EXTRACT TO READ —
THE POETRY OF MacNEICE
By
Prof. P. S. SASTRI, M.A., Ph. D.
(University
of Saugor)
Artistic
individualism can be said to be the chief characteristic of the poetry of Louis
MacNeice, which seems to have its spiritual roots in the neo-Dryden cult of the
century. It is from Dryden that Eliot and MacNeice have learnt the value of
balance and of the elimination of all superfluity. Yet he is not a successor of
Dryden in the larger sense of the term. He started his career as a merciless
Critic of the modern Society. He analyses the modern ailment in a variety of
ways; and one such is:
“It
is better we should go quickly, go into Asia
Or
any other tunnel where the world recedes,
Or
turn blind wantons like the gulls who scream
And
rip the edge off any ideal or dream.”
It
is the last line that constitutes the method of this new school which has an
implicit faith in common sense. He is afraid of being a dupe. He has no faith
in the Utopias of Communism and the like. Before you proclaim the millennium,
he ask us to consult the barometer which evidently is the social conscience. He
has no party affiliations. Yet he was intensely conscious of a destruction that
is to overtake us:
“Our
freedom as free lances
Advances
towards the end;
The
Earth compels, upon it
Sonnets
and birds descend;
And
soon, my friend,
We
shall have no time for dances.”
There
is no time for dances and this is characteristic of one who is in earnest with
life and its problems; and it reappears in the Autumn Journal. He looks
at the worker with contempt and pity in his eyes; and slowly proceeds to
contemplate on the ‘isms. This leads him to a faith in concrete living
individuals. He has no sympathy for the individual that exists in the various
theories. Most people take things as they come while there are others who will
gradually find the body of their doctrine
“in
men’s bodies,
Its
law and order in their hearts’ accord”,
and who will discover
the futility of competition and graft. But he is unwilling to retain such a faith
since all faith in a grand future is only derived from our habituated
existences. But he has an instinctive faith in the equalities of man. And he
sticks to this intellectual honesty; when he is carried away by the
contemplation of a Utopia, he recoils and comes back, to assert his instinctive
faith. He is plain and blunt whenever he speaks on the problems of the day.
Thus on the Munich Pact we find him saying:
“And
at this hour of the day it is no good saying
‘Take
away this cup’;
Having
helped to fill it ourselves, it is only logic
That
now we should drink it up.”
He satirises
unsparingly:
“The
crisis is put off and things look better
And
we feel negotiation is not in vain...
Save
my skin and damn my conscience...
...And
stocks go up and wrecks
Are
salved and politicians’ reputations
Go
up like Jack on the Beanstalk; only the Czechs
Go
down without fighting.”
This
is merciless and yet too true. And MacNeice, succeeds in evoking poetic
responses from these reactions of common sense. He evokes this effect through a
peculiar lifting rhythm like the one we find in the lines:
“But
Now
I am left in the fire-blaze
The
peacefulness of the fire-blaze
Will
not erase
“My
debts to God for his mind strays
Over
and under and all ways
All
days and always.”

MATERIAL —

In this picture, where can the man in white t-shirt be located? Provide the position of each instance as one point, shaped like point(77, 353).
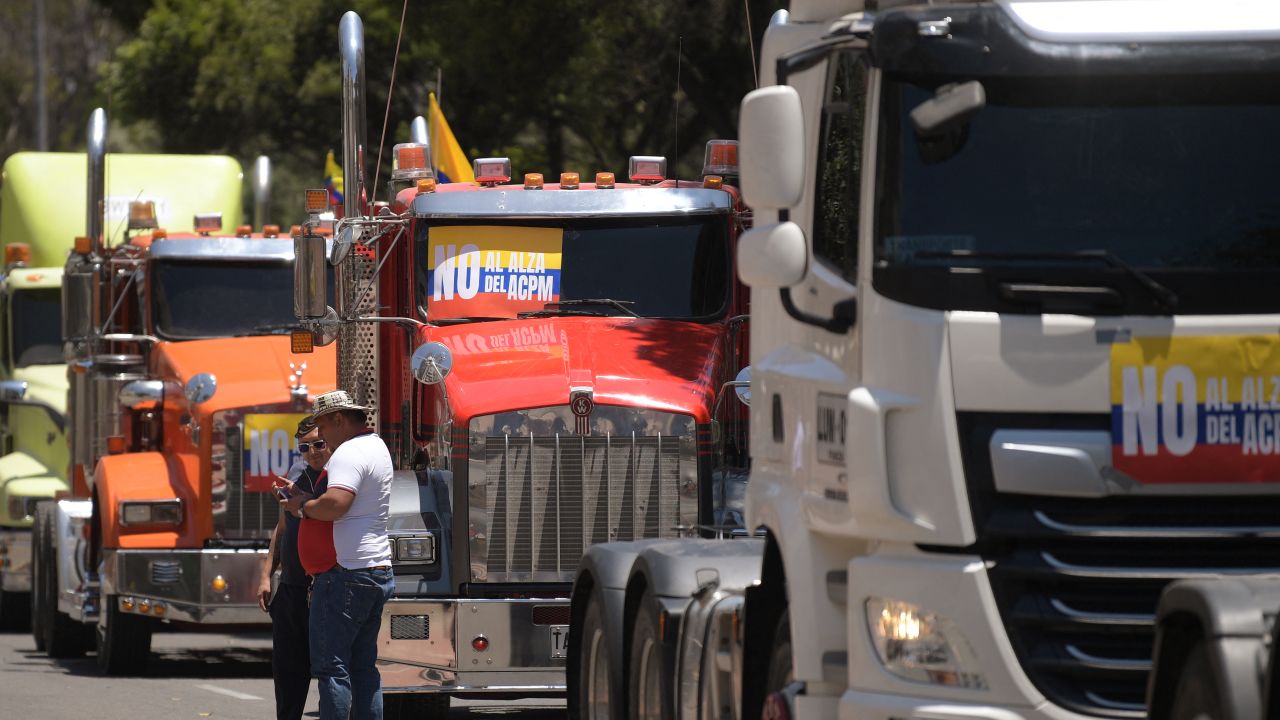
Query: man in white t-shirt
point(343, 546)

PROBLEM 1 — Turn the paragraph of the essay on MacNeice that begins "Artistic individualism can be said" into a short bulleted list that keeps its main facts.
PROBLEM 2 —
Using the essay on MacNeice, answer these briefly:
(a) In which work does the "no time for dances" attitude reappear?
(b) On what political event is MacNeice quoted as speaking plainly?
(c) In the satirical passage, who go down without fighting?
PROBLEM 3 — Carry on the essay on MacNeice's poetry from its final sentence.

EXPECTED ANSWER 1 —
- Artistic individualism is the chief characteristic of MacNeice's poetry, which seems spiritually rooted in the century's neo-Dryden cult.
- From Dryden, Eliot and MacNeice learned the value of balance and of eliminating all superfluity.
- Still, MacNeice is not Dryden's successor in the larger sense of the term.
- He began his career as a merciless critic of modern society and analyzes the modern ailment in a variety of ways.

EXPECTED ANSWER 2 —
(a) The Autumn Journal.
(b) The Munich Pact.
(c) The Czechs.

EXPECTED ANSWER 3 —
This
is something in the spirit of Donne and Hopkins, but it has a unique poetic
charm of its own. And the complex problems of the age have made it difficult
for MacNeice to have a sustained lyrical effort. He becomes flat after a little
time. But this flatness in his hands has always a subdued lyrical note.
The
sense of frustration that is common in his poetry embraces all the subjects
that he can think of, and it arises from sense of certain underlying values
that have baffled the age into a serene despair. He has contempt for the
Americanised Britain and this is given in his Eclogue for Christmas. He
wants to paganise Christianity; but he fails to feel at home even
in the Greek world. He cannot imagine himself among the Greeks, for “it was all
so unimaginably different and all so long ago.” Plato does not satisfy his
rationalism. And he is absolutely at home only in the mists and the grey
solitudes of Iceland and the Hebrides. He cannot even think of going back to
Ireland. This is a new and most interesting phase of romanticism. As a fine
example let us consider these lines on the relation of life to
time found in his poem, ‘Plurality’:
“No,
perfection means
Something
but must fall unless there intervenes
Between
the meaning and the matter it should fill
Time’s
revolving hand that never can be still.
Which
being so and life a ferment, you and I
Can
only live by strife in that the living die,
And,
if we use the word Eternal, stake a claim
Only
to what a bird can find within the frame
Of
momentary flight (the value will persist,
But
as event the night sweeps it away in mist).”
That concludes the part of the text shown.